== THE PROBLEM ==
Match the string "locateAll" against each line below, and copy every line that matches.

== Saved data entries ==
-- Opening Marker --

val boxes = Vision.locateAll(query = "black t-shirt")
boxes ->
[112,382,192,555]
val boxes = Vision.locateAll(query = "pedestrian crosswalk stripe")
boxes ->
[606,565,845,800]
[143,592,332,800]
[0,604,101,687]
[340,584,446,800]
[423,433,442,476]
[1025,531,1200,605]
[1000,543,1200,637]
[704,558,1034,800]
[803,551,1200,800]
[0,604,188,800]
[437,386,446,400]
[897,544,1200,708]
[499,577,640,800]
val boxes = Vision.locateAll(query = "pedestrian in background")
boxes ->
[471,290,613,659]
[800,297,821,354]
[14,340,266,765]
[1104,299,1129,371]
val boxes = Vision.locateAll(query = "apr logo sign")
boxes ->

-- Closing Marker --

== TASK RESPONSE ==
val boxes = Vision.locateAll(query = "black t-shirt")
val boxes = Vision.locateAll(query = "pedestrian crosswalk stripe")
val boxes = Vision.locateAll(query = "pedestrian in background")
val boxes = Vision.locateAll(query = "apr logo sign")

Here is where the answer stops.